BACAAN:
>>

Mohon tunggu...
Alfian Zainal
Alfian Zainal Mohon Tunggu... Jurnalis - Membaca... Membaca... Membaca...

Siapa Saja!

Selanjutnya

Tutup

Pendidikan

Zarafah dan Si Kelingking

20 Januari 2010   10:37 Diperbarui: 26 Juni 2015   18:22 286
+
Laporkan Konten
Laporkan Akun
Kompasiana adalah platform blog. Konten ini menjadi tanggung jawab bloger dan tidak mewakili pandangan redaksi Kompas.
Lihat foto
Bagikan ide kreativitasmu dalam bentuk konten di Kompasiana | Sumber gambar: Freepik

Tiga hari yang lalu, saya menemani anak saya yang masih kelas 2 SD belajar. Dia membuka Buku Sekolah Elektronik (BSE) Bahasa Indonesia yang diterbitkan Jepe Press Media, Surabaya. Buku itu baru dibelinya dari koperasi sekolah.

Tiba-tiba anak saya bertanya: Kok zarafah, bukan jerapah?”

Saya juga kaget karena saya tidak pernah mendengar kata zarafah. Lalu saya buka internet dan memang ketemu istilah zarafah di id.wiktionary.org dan www.bookoopedia.com. Masalah pun selesai ketika saya jelaskan, jerapah atau zarafah sama saja.

Hanya saja, anak saya tetap bertanya, “Kalau dalam ujian saya tulis jerapah, salah nggak?” Hal ini tentu saja sulit saya menjawabnya. Tapi, saya mendoakan kearifan seorang guru untuk tidak text book, dan bisa memahami bahwa untuk seorang anak kelas 2 SD, yang penting mereka itu paham dengan konteks, bukan menekan mereka untuk menulis seperti yang ada di buku. Apalagi, kata zarafah tidak sepopuler jerapah.

Persoalan ini memang pernah dialami oleh anak saya pada kelas I dalam mata pelajaran Bahasa Inggris. Kebetulan anak saya suka pelajaran itu karena ada tetangga –seorang guru Bahasa Inggris-- yang memberi les privat cuma-cuma untuk anak-anak di kompleks tinggal kami.

Anak saya mulai cas-cis-cus berbahasa Inggris sejak dia masih sekolah taman kanak-kanak. Bahkan, ketika ada “tes” masuk SD, seorang guru memperlihatkan warna-warna dan gambar binatang, meminta anak saya menjawabnya. Anak saya balik bertanya, “Bahasa Inggris atau Indonesia?”

Ketika belajar di SD lain ceritanya. Guru tidak peduli dengan percakapan Bahasa Inggris karena yang penting adalah menulis kata-kata dengan benar. Pelajaran yang seharusnya mengasikkan itu berubah menjadi hafalan yang menekan psikis anak saya karena ia harus menghafal vocabulary sekaligus harus bisa menuliskannya dengan benar. Dalam ujian, salah satu huruf tetap salah, meskipun anak saya paham dengan pertanyaan dalam ujian tersebut.

Masih soal buku BSE Bahasa Indonesia, masalah lain terjadi ketika ia membaca dongeng “Si Kelingking”. Dalam cerita itu, seorang anak cebol yang besarnya sebesar kelingking –sesuai namanya-- menjadi pahlawan ketika melawan seorang raksasa benama Nenek Gergasi pemakan manusia.

<<

Dalam bacaan tentang zarafah dan Si Kelingking, siapa penerbit buku BSE Bahasa Indonesia yang dibuka anak penulis?

DAFTAR DATA:

>>

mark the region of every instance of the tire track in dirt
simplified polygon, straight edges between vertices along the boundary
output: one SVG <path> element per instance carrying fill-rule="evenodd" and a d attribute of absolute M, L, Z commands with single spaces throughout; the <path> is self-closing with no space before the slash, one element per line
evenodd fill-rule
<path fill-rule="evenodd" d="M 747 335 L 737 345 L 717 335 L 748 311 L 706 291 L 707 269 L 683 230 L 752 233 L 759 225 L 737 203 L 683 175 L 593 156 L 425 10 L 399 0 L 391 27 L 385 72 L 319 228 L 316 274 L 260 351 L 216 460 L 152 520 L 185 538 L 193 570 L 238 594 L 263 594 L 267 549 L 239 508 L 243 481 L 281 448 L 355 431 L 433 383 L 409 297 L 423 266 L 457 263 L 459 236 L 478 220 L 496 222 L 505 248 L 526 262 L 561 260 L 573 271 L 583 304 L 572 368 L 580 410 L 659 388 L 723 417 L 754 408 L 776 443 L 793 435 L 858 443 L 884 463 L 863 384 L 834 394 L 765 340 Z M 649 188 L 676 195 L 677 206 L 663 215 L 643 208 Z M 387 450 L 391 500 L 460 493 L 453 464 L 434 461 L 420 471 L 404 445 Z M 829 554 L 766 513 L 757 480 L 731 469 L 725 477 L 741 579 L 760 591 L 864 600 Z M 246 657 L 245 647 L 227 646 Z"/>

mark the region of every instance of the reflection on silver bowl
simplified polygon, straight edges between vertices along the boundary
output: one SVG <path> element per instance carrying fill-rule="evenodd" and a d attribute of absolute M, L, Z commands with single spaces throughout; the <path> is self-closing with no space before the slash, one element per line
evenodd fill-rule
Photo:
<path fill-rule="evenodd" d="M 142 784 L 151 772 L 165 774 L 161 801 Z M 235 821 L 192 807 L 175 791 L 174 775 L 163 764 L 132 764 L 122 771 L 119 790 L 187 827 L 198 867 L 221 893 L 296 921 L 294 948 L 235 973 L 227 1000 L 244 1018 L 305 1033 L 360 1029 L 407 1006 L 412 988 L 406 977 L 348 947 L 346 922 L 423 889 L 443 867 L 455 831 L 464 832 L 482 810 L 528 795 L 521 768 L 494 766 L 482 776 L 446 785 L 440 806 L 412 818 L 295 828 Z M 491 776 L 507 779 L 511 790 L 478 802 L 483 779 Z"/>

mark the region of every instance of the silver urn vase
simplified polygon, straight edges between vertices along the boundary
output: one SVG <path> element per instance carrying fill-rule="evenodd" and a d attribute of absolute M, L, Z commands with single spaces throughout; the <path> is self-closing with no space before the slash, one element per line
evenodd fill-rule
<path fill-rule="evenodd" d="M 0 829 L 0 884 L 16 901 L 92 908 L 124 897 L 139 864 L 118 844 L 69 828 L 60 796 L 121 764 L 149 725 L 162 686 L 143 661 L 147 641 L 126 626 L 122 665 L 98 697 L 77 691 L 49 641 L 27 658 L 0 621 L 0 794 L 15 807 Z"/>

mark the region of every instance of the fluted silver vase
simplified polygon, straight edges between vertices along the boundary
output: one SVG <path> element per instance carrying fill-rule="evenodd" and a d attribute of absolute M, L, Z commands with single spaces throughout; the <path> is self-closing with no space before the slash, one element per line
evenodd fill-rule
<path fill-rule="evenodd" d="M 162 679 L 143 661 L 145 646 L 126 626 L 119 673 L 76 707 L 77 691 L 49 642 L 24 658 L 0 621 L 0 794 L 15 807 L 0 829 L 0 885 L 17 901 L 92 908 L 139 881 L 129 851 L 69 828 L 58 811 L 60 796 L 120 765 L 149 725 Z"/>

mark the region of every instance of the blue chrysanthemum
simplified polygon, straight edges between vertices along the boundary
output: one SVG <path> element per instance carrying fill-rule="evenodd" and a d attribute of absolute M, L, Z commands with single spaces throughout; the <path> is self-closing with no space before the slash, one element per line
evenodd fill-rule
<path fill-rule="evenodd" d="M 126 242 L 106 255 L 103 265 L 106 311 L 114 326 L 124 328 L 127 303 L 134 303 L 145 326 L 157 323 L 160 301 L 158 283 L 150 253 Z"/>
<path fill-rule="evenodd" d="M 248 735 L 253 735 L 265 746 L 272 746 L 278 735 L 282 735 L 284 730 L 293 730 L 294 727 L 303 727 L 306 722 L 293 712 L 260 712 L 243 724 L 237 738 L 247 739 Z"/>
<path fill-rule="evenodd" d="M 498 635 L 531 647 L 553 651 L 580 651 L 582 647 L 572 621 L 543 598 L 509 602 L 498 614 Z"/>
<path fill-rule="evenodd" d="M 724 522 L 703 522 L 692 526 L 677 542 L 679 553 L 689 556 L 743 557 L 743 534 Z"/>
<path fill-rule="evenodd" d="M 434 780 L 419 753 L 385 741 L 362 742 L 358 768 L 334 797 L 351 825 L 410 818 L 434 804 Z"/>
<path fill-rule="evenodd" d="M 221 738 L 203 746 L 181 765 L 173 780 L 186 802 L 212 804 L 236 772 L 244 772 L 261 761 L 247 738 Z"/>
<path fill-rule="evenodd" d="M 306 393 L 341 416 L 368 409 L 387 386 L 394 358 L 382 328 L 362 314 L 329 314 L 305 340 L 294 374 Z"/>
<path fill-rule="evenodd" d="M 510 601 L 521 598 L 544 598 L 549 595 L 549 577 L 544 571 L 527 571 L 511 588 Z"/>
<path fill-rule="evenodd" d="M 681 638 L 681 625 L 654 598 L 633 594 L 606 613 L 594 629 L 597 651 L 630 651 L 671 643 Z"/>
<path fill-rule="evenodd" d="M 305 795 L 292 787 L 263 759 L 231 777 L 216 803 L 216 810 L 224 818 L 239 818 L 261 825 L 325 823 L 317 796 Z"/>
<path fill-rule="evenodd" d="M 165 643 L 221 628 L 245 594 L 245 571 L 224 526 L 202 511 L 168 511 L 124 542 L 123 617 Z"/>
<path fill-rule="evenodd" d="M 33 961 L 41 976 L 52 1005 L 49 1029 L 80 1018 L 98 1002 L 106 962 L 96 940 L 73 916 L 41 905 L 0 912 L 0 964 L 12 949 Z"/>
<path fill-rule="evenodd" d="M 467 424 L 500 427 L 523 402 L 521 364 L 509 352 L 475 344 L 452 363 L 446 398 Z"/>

<<

JAWABAN LATIHAN: Jepe Press Media, Surabaya.